## ARBEITSANWEISUNGEN
1. Welches Gericht hat laut dem Lesetext über die Gehaltsansprüche des Mannes entschieden?
2. Nennen Sie alle Datumsangaben, die im Lesetext vorkommen.
3. Schreiben Sie den Abschnitt des Lesetextes zwischen „Der Fall vor“ und „30. Juni 2024.“ wortgetreu ab, beide Stellen eingeschlossen.

## LESETEXT
Der Fall vor Gericht
Arbeitsgerichtsurteil: Gehaltsanspruch eines Erziehers nach Abschlussprüfung im Praktikum
Das Arbeitsgericht Nordhausen hat in einem Urteil (Az.: 3 Ca 446/24) über die Gehaltsansprüche eines Mannes entschieden, der nach erfolgreichem Abschluss seiner Ausbildung zum staatlich anerkannten Erzieher weiterhin für seinen Praktikumsbetrieb tätig war.

Im Kern ging es um die Frage, welche Vergütung ihm für die Zeit nach seiner Abschlussprüfung zustand, insbesondere da er das Praktikumsverhältnis zunächst fortsetzte, dann aber erkrankte und eine neue Stelle antrat. Der Streit umfasste den Zeitraum vom 9. April bis zum 30. Juni 2024.
Ausgangslage: Streit um Gehalt nach bestandener Erzieherprüfung
Der zentrale Konflikt zwischen dem ehemaligen Praktikanten und seinem Arbeitgeber entzündete sich an der Frage der korrekten Bezahlung nach dem Ende seiner formalen Ausbildung. Der Mann hatte vom 2. September 2021 bis zum 4. Juli 2023 die berufsbildende Schule M-S im Fachbereich Sozialwesen besucht, um den Abschluss als staatlich anerkannter Erzieher zu erlangen. Teil dieser Ausbildung war ein verpflichtendes Berufspraktikum.

## BEREITGESTELLTE DATEN
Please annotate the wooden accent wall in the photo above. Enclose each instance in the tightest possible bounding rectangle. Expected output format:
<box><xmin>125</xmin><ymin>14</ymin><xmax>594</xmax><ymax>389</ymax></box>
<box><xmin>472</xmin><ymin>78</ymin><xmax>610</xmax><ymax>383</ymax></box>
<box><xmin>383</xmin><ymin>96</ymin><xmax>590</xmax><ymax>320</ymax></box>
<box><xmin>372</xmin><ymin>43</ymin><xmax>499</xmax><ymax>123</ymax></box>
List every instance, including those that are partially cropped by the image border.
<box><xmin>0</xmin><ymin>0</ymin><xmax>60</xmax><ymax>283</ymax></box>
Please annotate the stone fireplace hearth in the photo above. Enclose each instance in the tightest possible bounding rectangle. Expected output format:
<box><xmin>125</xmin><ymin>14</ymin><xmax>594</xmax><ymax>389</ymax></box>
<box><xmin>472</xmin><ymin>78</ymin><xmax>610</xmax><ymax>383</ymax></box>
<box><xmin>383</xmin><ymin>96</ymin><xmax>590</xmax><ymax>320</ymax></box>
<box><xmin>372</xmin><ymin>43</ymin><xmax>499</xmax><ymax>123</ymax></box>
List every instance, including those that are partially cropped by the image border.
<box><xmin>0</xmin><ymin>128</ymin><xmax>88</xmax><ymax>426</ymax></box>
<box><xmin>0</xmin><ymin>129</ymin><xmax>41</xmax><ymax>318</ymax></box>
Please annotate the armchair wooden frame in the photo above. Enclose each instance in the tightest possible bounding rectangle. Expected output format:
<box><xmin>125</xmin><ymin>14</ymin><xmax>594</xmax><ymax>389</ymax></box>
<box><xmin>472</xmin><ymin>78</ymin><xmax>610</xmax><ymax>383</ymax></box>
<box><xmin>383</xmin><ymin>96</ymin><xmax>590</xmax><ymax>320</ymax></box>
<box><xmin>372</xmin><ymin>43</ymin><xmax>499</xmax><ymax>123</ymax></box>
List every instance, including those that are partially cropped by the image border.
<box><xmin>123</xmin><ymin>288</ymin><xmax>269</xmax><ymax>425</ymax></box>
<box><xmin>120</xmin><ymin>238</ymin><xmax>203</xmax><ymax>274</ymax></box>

## ANTWORTEN NACHEINANDER
1. Das Arbeitsgericht Nordhausen.

2. 9. April, 30. Juni 2024, 2. September 2021, 4. Juli 2023

3.
Der Fall vor Gericht
Arbeitsgerichtsurteil: Gehaltsanspruch eines Erziehers nach Abschlussprüfung im Praktikum
Das Arbeitsgericht Nordhausen hat in einem Urteil (Az.: 3 Ca 446/24) über die Gehaltsansprüche eines Mannes entschieden, der nach erfolgreichem Abschluss seiner Ausbildung zum staatlich anerkannten Erzieher weiterhin für seinen Praktikumsbetrieb tätig war.

Im Kern ging es um die Frage, welche Vergütung ihm für die Zeit nach seiner Abschlussprüfung zustand, insbesondere da er das Praktikumsverhältnis zunächst fortsetzte, dann aber erkrankte und eine neue Stelle antrat. Der Streit umfasste den Zeitraum vom 9. April bis zum 30. Juni 2024.